▶ Exercise objective
What you return should be the full listing, exactly as given.

▶ Provided information
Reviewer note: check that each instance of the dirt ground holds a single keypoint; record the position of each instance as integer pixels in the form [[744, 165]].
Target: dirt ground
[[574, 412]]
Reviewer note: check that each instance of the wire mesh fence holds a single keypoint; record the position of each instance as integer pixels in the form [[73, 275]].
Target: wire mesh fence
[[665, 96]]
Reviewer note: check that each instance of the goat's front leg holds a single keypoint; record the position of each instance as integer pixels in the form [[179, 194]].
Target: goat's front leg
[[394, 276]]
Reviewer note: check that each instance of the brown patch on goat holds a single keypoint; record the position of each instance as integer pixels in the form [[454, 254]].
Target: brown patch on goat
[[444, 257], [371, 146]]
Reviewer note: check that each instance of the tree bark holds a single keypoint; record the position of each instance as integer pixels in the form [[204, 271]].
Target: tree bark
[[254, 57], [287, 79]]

▶ Reply
Reviewer note: check that each instance of the dirt ground holds a single keypoint; record the position of each instance as integer pixels in the form [[744, 165]].
Target: dirt ground
[[574, 412]]
Reviewer note: check that each instance of the wire mesh fence holds a single keypoint; record the position of each instance as integer pixels in the form [[73, 275]].
Target: wire mesh fence
[[665, 96]]
Reviewer note: check that each instance of the goat's front leg holds a single keypoint; record the position of each instance as integer pixels in the form [[179, 194]].
Target: goat's front leg
[[394, 276]]
Reviewer note: check that each instance of the brown patch on goat holds a single keypoint; record the position of each instance as integer pixels in the form [[454, 254]].
Target: brown patch on goat
[[444, 257], [371, 146]]
Reviewer note: check that each instance of the tree bark holds a single keypoint; record the position of each instance as integer pixels in the form [[204, 271]].
Target: tree bark
[[254, 57], [287, 79]]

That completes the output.